Copy the lines without any changes, from the start of the records up to and including the line with "M 151 177 L". Leave the pictures out of your answer.

** START OF Records provided **

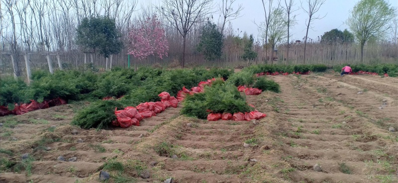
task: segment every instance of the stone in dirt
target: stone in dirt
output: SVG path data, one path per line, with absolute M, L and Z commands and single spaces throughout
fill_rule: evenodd
M 151 177 L 151 174 L 149 173 L 149 172 L 147 170 L 146 170 L 144 172 L 142 172 L 141 174 L 140 174 L 140 177 L 141 178 L 144 179 L 148 179 Z
M 107 180 L 109 179 L 109 173 L 105 172 L 103 170 L 101 170 L 100 172 L 100 181 L 103 181 L 105 180 Z
M 158 164 L 158 162 L 156 162 L 156 161 L 151 161 L 151 162 L 149 162 L 149 165 L 150 165 L 151 166 L 152 166 L 153 167 L 154 167 L 154 166 L 156 166 L 156 165 L 157 165 L 157 164 Z
M 72 135 L 77 135 L 79 132 L 76 129 L 74 129 L 72 130 Z
M 314 171 L 322 172 L 322 169 L 321 169 L 320 166 L 319 166 L 319 164 L 317 163 L 315 164 L 315 165 L 314 165 L 313 169 L 314 169 Z
M 64 157 L 62 156 L 58 156 L 58 158 L 57 158 L 57 161 L 65 161 L 65 158 L 64 158 Z
M 177 155 L 173 154 L 173 156 L 171 156 L 171 158 L 173 159 L 178 159 L 178 157 L 177 156 Z
M 21 156 L 21 158 L 22 159 L 27 159 L 29 158 L 29 153 L 25 153 L 22 154 L 22 156 Z
M 74 162 L 74 161 L 76 161 L 77 159 L 78 159 L 78 158 L 77 158 L 76 157 L 72 157 L 71 158 L 69 158 L 69 161 Z

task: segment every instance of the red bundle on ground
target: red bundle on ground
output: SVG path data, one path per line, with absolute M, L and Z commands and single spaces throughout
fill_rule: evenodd
M 29 112 L 29 111 L 25 106 L 20 106 L 17 104 L 15 104 L 14 110 L 11 111 L 12 114 L 15 115 L 23 115 L 28 112 Z
M 138 111 L 138 112 L 143 112 L 143 111 L 148 111 L 149 110 L 148 109 L 149 107 L 149 106 L 148 104 L 148 102 L 145 102 L 143 103 L 141 103 L 140 104 L 138 104 L 138 105 L 137 106 L 136 108 L 137 108 L 137 111 Z
M 26 107 L 26 108 L 28 109 L 28 111 L 32 111 L 40 109 L 40 105 L 39 105 L 38 102 L 34 100 L 31 100 L 30 102 L 30 104 L 29 104 Z
M 170 97 L 170 94 L 166 92 L 163 92 L 158 95 L 161 100 L 168 100 Z
M 178 105 L 178 100 L 176 98 L 176 97 L 170 97 L 170 98 L 169 99 L 169 102 L 170 102 L 171 107 L 173 107 L 174 108 L 177 107 L 177 106 Z
M 247 88 L 245 90 L 246 95 L 259 95 L 261 93 L 261 90 L 258 88 Z
M 12 113 L 6 107 L 0 106 L 0 117 L 8 116 Z
M 241 112 L 234 113 L 234 121 L 245 121 L 245 114 Z
M 222 115 L 221 113 L 210 113 L 207 115 L 207 121 L 215 122 L 221 119 Z
M 102 99 L 102 100 L 110 100 L 110 99 L 113 99 L 113 98 L 112 97 L 107 96 L 107 97 L 104 97 Z
M 140 112 L 139 113 L 141 115 L 141 116 L 142 116 L 142 118 L 151 118 L 153 116 L 156 116 L 156 114 L 153 111 L 147 110 L 145 111 Z
M 195 86 L 195 87 L 191 88 L 191 90 L 192 90 L 193 92 L 194 92 L 194 93 L 200 93 L 200 92 L 201 92 L 201 91 L 202 91 L 201 88 L 200 88 L 200 87 L 198 87 L 198 86 Z
M 245 91 L 246 89 L 246 86 L 238 86 L 238 90 L 241 92 L 243 92 Z
M 222 120 L 231 120 L 233 119 L 232 114 L 228 113 L 225 113 L 222 114 L 222 116 L 221 117 Z
M 182 90 L 185 93 L 190 93 L 190 92 L 191 92 L 191 91 L 190 90 L 187 89 L 187 88 L 185 87 L 185 86 L 184 86 L 183 87 L 183 90 Z
M 47 109 L 50 107 L 50 104 L 48 104 L 48 102 L 44 101 L 43 102 L 39 104 L 39 107 L 41 109 Z

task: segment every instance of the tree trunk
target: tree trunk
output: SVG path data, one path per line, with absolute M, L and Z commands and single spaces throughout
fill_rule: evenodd
M 61 59 L 60 58 L 59 54 L 57 54 L 57 61 L 58 61 L 58 67 L 59 67 L 60 70 L 63 70 L 62 69 L 62 64 L 61 63 Z
M 16 63 L 15 63 L 15 61 L 14 60 L 14 56 L 12 55 L 12 53 L 11 54 L 11 62 L 12 63 L 12 70 L 14 71 L 14 78 L 16 78 L 18 75 L 16 74 L 16 72 L 18 71 L 17 70 L 17 67 L 16 67 Z
M 109 62 L 109 69 L 112 69 L 112 57 L 113 56 L 113 55 L 110 55 L 110 58 L 109 59 L 109 60 L 110 60 Z
M 311 17 L 309 17 L 311 19 Z M 305 33 L 305 40 L 304 41 L 304 56 L 302 59 L 302 64 L 305 64 L 305 51 L 307 48 L 307 38 L 308 37 L 308 29 L 309 28 L 309 21 L 308 21 L 308 25 L 307 25 L 307 32 Z
M 361 43 L 361 63 L 364 62 L 364 46 L 365 43 Z
M 53 64 L 51 63 L 51 60 L 50 59 L 50 55 L 47 54 L 47 55 L 46 55 L 46 58 L 47 58 L 47 62 L 48 63 L 48 69 L 50 70 L 50 73 L 53 74 L 54 70 L 53 69 Z
M 29 54 L 25 53 L 23 56 L 25 58 L 25 65 L 26 67 L 26 76 L 28 78 L 28 83 L 30 83 L 31 79 L 31 74 L 30 74 L 30 65 L 29 64 Z
M 187 36 L 184 36 L 184 46 L 183 49 L 183 68 L 184 68 L 184 65 L 185 64 L 185 44 L 186 41 L 187 41 Z

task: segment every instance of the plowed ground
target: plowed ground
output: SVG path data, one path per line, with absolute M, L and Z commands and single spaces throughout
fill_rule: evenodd
M 69 124 L 76 104 L 2 117 L 0 163 L 8 165 L 0 182 L 97 183 L 103 168 L 109 183 L 397 182 L 398 135 L 389 131 L 398 129 L 397 78 L 269 78 L 282 92 L 246 97 L 268 115 L 255 123 L 180 116 L 181 105 L 140 126 L 100 131 Z M 31 157 L 21 163 L 26 153 Z M 57 161 L 61 155 L 77 160 Z M 150 177 L 144 179 L 146 170 Z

** END OF Records provided **

▸ Solution for this exercise
task: segment every instance of the stone in dirt
target: stone in dirt
output: SVG path data, one path per line, with absolute M, L and Z commands and single spaces throughout
fill_rule: evenodd
M 151 177 L 151 174 L 149 173 L 149 172 L 147 170 L 146 170 L 144 172 L 142 172 L 141 174 L 140 174 L 140 177 L 141 178 L 144 179 L 148 179 Z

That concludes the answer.